▼▼▼
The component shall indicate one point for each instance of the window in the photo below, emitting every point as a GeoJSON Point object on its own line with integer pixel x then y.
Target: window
▲▲▲
▼▼▼
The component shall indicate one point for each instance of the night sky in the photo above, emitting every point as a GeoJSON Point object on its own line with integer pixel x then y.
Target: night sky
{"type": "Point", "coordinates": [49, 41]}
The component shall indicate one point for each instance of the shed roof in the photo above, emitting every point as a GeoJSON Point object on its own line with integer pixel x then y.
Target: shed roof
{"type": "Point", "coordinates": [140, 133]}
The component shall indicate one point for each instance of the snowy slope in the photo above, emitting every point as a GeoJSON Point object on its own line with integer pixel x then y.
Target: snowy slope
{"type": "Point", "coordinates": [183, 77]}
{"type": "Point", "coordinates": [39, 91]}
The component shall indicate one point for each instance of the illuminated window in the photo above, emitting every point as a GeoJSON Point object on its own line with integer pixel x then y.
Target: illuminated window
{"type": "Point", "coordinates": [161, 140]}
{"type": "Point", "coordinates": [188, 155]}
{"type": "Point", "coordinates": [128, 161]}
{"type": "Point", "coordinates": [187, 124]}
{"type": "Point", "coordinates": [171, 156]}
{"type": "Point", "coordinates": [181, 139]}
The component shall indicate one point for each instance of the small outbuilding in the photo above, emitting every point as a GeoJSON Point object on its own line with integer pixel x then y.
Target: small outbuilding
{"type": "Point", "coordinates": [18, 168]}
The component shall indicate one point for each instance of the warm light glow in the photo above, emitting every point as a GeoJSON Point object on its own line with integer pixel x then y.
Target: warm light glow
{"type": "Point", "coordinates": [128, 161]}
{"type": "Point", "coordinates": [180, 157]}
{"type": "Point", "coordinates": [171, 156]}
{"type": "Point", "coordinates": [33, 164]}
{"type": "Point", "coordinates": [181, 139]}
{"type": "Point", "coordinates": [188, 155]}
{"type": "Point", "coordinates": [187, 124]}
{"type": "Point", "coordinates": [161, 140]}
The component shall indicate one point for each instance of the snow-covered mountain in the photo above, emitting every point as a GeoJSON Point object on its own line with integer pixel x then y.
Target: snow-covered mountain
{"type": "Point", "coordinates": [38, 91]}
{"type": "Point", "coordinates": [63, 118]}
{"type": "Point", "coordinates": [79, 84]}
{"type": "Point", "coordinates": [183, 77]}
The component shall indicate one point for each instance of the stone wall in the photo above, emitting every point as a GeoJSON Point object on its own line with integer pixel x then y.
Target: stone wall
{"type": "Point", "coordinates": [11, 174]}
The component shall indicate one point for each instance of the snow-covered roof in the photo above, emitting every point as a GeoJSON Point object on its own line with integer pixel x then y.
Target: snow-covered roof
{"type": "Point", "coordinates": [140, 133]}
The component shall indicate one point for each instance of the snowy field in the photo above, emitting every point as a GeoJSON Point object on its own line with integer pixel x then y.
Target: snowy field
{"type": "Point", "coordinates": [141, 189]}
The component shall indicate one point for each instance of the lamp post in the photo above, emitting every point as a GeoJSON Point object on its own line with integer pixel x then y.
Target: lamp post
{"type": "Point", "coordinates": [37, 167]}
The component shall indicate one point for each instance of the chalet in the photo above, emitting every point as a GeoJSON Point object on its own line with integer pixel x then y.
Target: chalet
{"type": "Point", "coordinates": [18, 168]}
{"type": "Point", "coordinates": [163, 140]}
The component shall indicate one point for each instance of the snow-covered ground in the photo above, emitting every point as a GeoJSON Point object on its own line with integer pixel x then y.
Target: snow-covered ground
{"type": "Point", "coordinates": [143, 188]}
▲▲▲
• **WHAT TO WORK ON**
Among the records above, repeat exactly the line with "of the window", the line with "Target: window", and every line in between, and only those.

• **OUTPUT FOR THIS EXERCISE**
The component shall indicate one point for each instance of the window in the photo below, emitting every point as a GeoJSON Point object on its own line with integer pixel x then y.
Target: window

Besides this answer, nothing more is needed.